§ **Written problem**
Pull every line from the listing below that contains the string "tree". Case counts, so match capitals and lowercase letters precisely.

__________

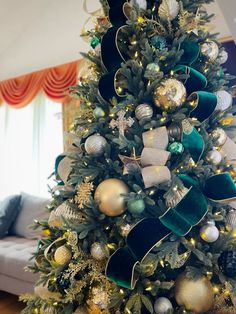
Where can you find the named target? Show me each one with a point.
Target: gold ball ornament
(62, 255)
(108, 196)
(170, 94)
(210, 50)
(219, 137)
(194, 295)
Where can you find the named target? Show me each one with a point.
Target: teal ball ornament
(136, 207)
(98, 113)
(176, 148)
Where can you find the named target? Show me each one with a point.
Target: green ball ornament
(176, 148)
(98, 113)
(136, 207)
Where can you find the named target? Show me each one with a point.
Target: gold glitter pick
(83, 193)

__________

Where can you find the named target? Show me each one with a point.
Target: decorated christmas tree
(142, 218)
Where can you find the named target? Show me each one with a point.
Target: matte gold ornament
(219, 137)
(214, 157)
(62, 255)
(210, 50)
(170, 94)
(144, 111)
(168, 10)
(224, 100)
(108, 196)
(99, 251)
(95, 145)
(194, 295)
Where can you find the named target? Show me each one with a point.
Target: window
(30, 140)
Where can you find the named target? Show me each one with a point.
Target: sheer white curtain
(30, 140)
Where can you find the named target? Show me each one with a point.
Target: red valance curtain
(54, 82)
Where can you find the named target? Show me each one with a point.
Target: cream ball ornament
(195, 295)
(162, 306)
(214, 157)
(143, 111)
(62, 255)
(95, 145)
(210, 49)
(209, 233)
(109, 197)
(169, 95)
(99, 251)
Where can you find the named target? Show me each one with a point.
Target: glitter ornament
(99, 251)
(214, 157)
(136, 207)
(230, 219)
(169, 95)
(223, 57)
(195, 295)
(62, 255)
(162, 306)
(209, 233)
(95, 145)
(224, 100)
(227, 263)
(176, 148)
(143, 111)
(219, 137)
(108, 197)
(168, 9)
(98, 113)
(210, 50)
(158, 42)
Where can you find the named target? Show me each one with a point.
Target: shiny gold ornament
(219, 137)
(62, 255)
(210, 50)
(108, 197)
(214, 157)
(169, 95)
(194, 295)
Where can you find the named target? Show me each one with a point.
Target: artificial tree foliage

__________

§ **Exercise response**
Target: decorated christmas tree
Target: artificial tree foliage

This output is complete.